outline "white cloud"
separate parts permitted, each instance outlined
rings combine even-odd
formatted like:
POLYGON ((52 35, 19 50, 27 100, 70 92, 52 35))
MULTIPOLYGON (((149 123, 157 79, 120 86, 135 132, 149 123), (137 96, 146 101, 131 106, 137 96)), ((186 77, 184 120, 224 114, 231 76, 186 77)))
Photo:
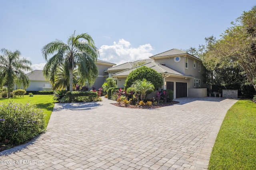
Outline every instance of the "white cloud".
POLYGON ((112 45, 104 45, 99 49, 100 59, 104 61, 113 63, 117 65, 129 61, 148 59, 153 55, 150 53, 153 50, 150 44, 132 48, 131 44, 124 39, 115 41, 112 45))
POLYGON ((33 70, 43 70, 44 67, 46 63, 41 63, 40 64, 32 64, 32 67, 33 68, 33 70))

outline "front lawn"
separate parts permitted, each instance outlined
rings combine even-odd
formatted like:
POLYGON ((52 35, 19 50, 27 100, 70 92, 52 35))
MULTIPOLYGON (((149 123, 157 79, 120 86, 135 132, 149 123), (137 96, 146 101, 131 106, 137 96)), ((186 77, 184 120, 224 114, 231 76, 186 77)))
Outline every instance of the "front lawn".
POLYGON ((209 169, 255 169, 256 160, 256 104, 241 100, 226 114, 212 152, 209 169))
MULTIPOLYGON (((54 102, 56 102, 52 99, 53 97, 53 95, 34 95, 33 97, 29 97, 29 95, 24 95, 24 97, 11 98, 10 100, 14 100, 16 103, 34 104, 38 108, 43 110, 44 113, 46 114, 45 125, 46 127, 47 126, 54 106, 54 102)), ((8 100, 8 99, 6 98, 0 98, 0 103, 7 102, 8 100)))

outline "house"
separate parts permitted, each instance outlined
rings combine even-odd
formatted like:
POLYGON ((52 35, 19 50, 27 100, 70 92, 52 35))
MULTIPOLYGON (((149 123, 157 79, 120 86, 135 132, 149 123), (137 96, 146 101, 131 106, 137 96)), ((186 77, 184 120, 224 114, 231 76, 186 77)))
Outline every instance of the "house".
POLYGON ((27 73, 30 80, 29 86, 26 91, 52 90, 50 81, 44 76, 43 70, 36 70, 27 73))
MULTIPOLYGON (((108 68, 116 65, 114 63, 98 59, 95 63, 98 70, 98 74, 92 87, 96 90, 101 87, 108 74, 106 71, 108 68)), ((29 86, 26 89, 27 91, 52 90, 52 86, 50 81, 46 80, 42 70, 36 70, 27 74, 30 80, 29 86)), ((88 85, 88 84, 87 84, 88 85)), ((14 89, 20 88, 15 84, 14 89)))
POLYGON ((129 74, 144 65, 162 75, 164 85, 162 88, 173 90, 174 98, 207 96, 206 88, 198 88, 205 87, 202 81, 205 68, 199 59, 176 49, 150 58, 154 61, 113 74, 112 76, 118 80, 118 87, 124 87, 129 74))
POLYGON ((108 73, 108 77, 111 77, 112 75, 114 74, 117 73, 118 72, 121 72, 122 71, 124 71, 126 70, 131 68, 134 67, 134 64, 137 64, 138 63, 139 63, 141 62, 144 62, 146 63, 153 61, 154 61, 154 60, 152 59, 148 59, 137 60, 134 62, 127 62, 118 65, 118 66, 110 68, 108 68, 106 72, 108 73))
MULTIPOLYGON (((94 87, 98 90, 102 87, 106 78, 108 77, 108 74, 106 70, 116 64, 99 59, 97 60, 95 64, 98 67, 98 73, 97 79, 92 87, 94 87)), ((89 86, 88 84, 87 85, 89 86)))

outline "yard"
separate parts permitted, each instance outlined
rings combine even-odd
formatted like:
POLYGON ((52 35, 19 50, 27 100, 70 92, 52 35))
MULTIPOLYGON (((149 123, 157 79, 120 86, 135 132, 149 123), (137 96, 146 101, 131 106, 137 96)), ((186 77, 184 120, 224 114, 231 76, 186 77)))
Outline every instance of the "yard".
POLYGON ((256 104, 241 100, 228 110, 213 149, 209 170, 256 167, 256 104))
──────
THE TASK »
Extract from the listing above every line that contains the string "cloud". Matching is case-sensitive.

FULL RESPONSE »
outline "white cloud"
Outline every instance of the "white cloud".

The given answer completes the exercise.